--- START EXTRACTED ENTRIES ---

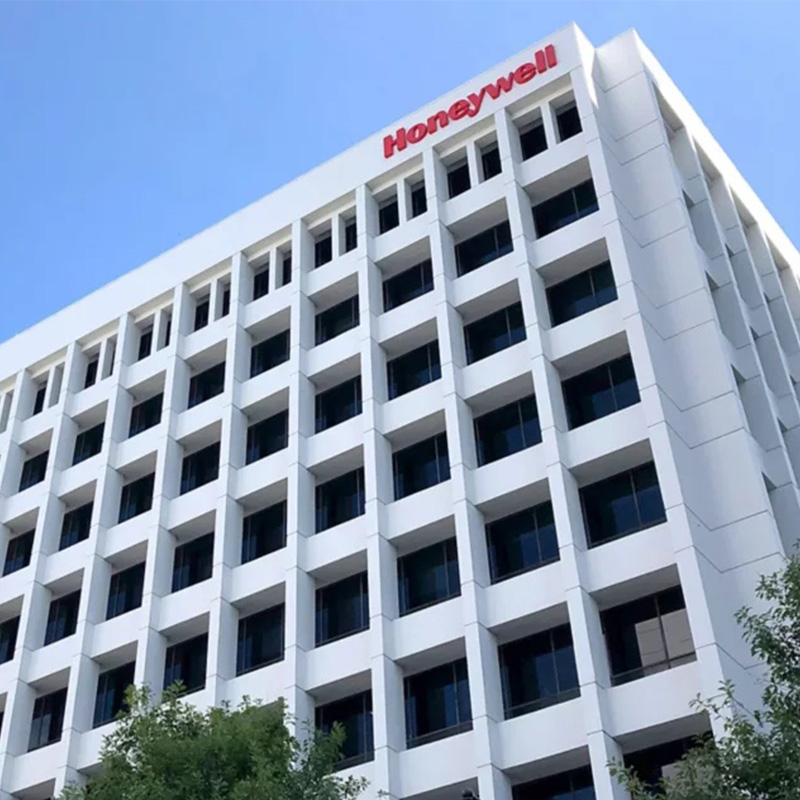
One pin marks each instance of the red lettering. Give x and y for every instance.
(524, 72)
(458, 110)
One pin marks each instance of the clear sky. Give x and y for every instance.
(127, 127)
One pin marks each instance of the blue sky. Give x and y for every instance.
(127, 127)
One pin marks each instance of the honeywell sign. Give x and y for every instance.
(471, 104)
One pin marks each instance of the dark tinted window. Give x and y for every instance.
(260, 640)
(600, 391)
(622, 504)
(269, 353)
(88, 443)
(336, 320)
(193, 562)
(437, 703)
(581, 293)
(538, 671)
(125, 591)
(428, 576)
(482, 248)
(207, 384)
(267, 437)
(186, 662)
(342, 609)
(33, 471)
(413, 369)
(137, 497)
(458, 178)
(495, 332)
(521, 542)
(62, 617)
(18, 552)
(110, 697)
(407, 285)
(340, 499)
(507, 430)
(146, 415)
(337, 404)
(200, 468)
(565, 208)
(264, 532)
(420, 466)
(648, 635)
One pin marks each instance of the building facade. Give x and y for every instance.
(473, 438)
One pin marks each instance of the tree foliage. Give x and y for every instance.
(758, 755)
(169, 750)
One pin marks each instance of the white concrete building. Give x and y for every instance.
(474, 437)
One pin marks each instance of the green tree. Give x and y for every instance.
(169, 750)
(758, 755)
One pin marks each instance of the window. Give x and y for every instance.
(600, 391)
(342, 609)
(18, 553)
(413, 369)
(574, 785)
(207, 384)
(582, 293)
(622, 504)
(186, 662)
(200, 468)
(419, 201)
(62, 618)
(532, 140)
(91, 373)
(193, 562)
(145, 344)
(261, 282)
(336, 320)
(323, 249)
(264, 532)
(354, 714)
(538, 671)
(88, 443)
(48, 719)
(428, 576)
(458, 178)
(507, 430)
(125, 591)
(407, 285)
(110, 697)
(201, 313)
(75, 526)
(494, 332)
(8, 639)
(388, 215)
(137, 497)
(38, 401)
(338, 404)
(565, 208)
(420, 466)
(269, 353)
(522, 542)
(350, 235)
(490, 161)
(267, 437)
(260, 640)
(437, 703)
(340, 500)
(568, 121)
(33, 471)
(482, 248)
(647, 636)
(146, 415)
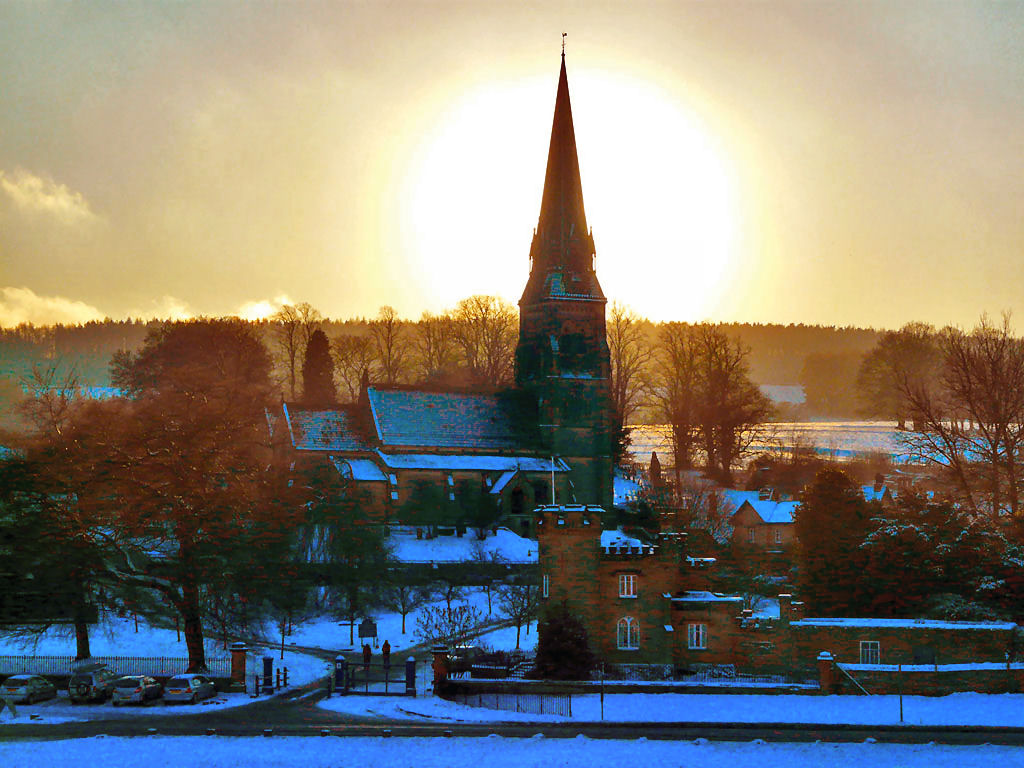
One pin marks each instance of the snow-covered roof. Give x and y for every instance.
(904, 624)
(478, 422)
(873, 495)
(503, 481)
(359, 469)
(770, 511)
(702, 596)
(324, 429)
(619, 539)
(471, 463)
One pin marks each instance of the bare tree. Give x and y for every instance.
(970, 418)
(519, 602)
(294, 326)
(404, 598)
(630, 355)
(388, 333)
(353, 355)
(485, 330)
(434, 346)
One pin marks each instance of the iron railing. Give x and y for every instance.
(152, 666)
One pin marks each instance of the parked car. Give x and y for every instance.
(190, 688)
(28, 688)
(139, 688)
(91, 683)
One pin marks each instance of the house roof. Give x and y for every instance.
(471, 463)
(359, 469)
(445, 420)
(324, 429)
(769, 511)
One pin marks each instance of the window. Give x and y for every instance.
(628, 634)
(627, 585)
(870, 651)
(696, 636)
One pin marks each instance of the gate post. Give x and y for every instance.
(411, 677)
(341, 674)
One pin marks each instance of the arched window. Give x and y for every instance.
(628, 634)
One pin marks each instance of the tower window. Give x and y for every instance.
(628, 634)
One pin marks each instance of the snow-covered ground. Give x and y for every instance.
(495, 752)
(503, 546)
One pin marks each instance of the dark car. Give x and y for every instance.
(189, 688)
(137, 688)
(91, 683)
(28, 688)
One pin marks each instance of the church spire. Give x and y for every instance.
(562, 252)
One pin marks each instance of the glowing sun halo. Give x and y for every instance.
(658, 195)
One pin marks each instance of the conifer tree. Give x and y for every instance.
(317, 379)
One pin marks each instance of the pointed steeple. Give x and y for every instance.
(562, 252)
(561, 206)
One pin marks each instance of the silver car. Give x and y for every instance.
(138, 688)
(190, 688)
(28, 688)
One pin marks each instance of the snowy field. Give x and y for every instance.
(503, 546)
(495, 752)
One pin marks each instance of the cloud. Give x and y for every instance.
(262, 308)
(40, 195)
(23, 305)
(166, 307)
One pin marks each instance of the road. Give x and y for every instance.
(294, 714)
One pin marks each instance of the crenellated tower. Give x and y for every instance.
(562, 356)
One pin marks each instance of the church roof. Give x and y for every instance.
(446, 420)
(322, 429)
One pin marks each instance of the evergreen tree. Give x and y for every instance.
(317, 368)
(563, 650)
(832, 522)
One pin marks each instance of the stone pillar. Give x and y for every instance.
(239, 653)
(411, 677)
(826, 673)
(439, 666)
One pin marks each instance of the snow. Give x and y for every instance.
(905, 624)
(493, 751)
(504, 546)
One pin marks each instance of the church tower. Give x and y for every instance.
(562, 356)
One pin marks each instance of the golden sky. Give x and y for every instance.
(786, 162)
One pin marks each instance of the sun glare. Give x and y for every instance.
(658, 194)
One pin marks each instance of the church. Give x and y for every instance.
(439, 457)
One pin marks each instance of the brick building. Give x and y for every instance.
(650, 604)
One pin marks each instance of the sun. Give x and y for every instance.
(658, 194)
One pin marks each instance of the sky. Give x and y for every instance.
(788, 162)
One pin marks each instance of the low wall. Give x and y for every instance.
(931, 680)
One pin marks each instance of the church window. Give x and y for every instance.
(696, 636)
(628, 634)
(627, 585)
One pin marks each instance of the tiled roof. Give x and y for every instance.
(333, 429)
(449, 420)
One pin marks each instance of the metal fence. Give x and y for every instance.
(153, 666)
(529, 704)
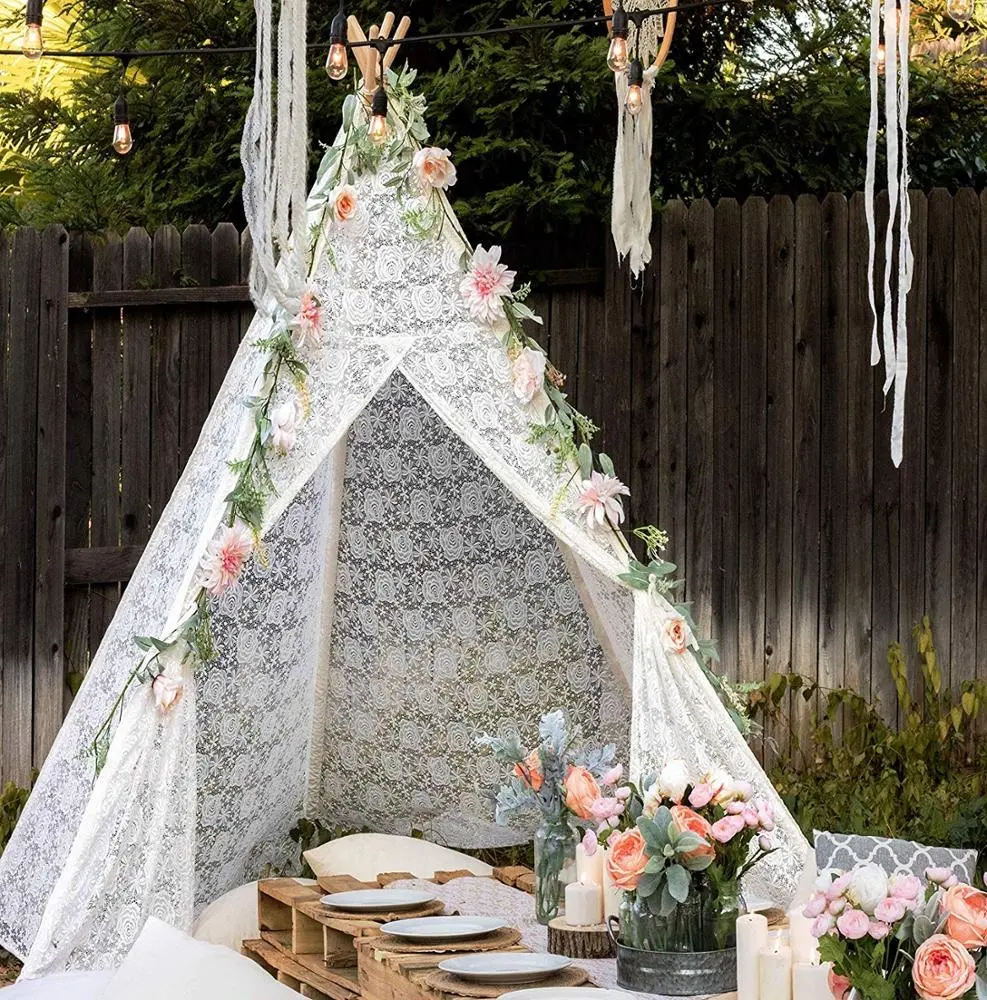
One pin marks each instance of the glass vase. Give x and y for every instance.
(555, 867)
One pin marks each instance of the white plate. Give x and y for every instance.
(565, 993)
(505, 966)
(442, 928)
(383, 900)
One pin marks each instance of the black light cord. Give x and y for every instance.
(382, 44)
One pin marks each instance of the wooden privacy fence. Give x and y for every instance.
(733, 388)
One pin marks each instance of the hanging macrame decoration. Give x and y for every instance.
(274, 153)
(889, 52)
(636, 43)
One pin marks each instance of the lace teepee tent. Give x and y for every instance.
(425, 576)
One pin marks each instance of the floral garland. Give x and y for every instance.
(420, 177)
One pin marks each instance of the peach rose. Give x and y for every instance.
(677, 634)
(943, 969)
(530, 772)
(967, 920)
(434, 168)
(344, 202)
(685, 819)
(581, 791)
(626, 858)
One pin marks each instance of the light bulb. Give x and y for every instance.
(617, 56)
(336, 61)
(635, 89)
(123, 140)
(379, 132)
(960, 10)
(33, 44)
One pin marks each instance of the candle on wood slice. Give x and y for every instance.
(589, 867)
(775, 972)
(752, 936)
(811, 982)
(805, 947)
(583, 904)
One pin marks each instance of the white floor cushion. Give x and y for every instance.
(166, 964)
(64, 986)
(232, 918)
(366, 855)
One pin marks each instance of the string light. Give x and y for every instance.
(33, 45)
(336, 62)
(617, 57)
(635, 93)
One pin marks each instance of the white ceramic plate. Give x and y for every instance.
(565, 993)
(505, 966)
(442, 928)
(382, 900)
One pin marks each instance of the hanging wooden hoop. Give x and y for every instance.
(666, 41)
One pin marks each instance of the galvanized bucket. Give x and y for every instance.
(674, 973)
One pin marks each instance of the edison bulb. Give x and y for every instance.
(33, 44)
(617, 57)
(959, 10)
(336, 62)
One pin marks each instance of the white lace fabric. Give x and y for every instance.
(415, 595)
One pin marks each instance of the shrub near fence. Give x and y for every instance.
(732, 386)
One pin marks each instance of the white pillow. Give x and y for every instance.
(367, 855)
(63, 986)
(165, 964)
(232, 919)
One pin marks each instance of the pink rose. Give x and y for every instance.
(943, 969)
(890, 910)
(967, 916)
(344, 202)
(853, 924)
(725, 829)
(433, 168)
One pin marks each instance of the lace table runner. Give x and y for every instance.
(486, 897)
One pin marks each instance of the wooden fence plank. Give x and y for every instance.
(673, 356)
(79, 461)
(938, 422)
(135, 469)
(196, 349)
(752, 475)
(106, 419)
(779, 388)
(833, 431)
(700, 456)
(965, 362)
(49, 566)
(166, 354)
(20, 457)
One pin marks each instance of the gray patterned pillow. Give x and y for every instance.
(844, 851)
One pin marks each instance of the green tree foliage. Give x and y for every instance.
(761, 97)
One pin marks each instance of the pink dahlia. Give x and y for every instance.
(599, 499)
(225, 556)
(485, 285)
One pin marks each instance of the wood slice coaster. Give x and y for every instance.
(497, 941)
(446, 982)
(432, 909)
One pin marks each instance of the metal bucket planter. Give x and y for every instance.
(674, 973)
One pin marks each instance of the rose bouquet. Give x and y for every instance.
(899, 938)
(679, 850)
(562, 784)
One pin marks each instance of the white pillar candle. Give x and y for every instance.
(805, 947)
(589, 867)
(752, 936)
(811, 982)
(775, 973)
(583, 904)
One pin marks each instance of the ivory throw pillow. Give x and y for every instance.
(166, 964)
(844, 851)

--- END EXTRACTED ENTRIES ---

Only the lines from the one containing "One pin marks each instance of the wooden fence" to the end of the data should be printed, exactly as they stand.

> **OUTPUT FOR THIS EXERCISE**:
One pin marks each instance of the wooden fence plank. Give x and y for every instance.
(673, 356)
(79, 461)
(938, 422)
(135, 469)
(196, 349)
(752, 475)
(106, 419)
(779, 388)
(833, 431)
(700, 456)
(965, 362)
(49, 566)
(166, 354)
(20, 457)
One pin marks each instance of the gray patterned pillow. Give x and y for every instance.
(844, 851)
One pin marks each instance of the green tree foliage. Give x and y for every instance.
(761, 97)
One pin marks each instance of the pink dahlia. Give x and y for every instance.
(599, 499)
(225, 556)
(485, 285)
One pin marks each instance of the wood slice coaster. Give x and y for every instance.
(497, 941)
(446, 982)
(432, 909)
One pin marks each instance of the metal bucket planter. Give x and y for every instance.
(674, 973)
One pin marks each instance of the rose bouquet. Give x and y for every instance.
(899, 938)
(679, 850)
(562, 784)
One pin marks each instance of the white pillar candle. Give x and y for every instance.
(805, 947)
(589, 867)
(752, 936)
(811, 982)
(775, 973)
(583, 904)
One pin marks each instance of the ivory throw pillow. Give x and y for every instance.
(166, 964)
(844, 851)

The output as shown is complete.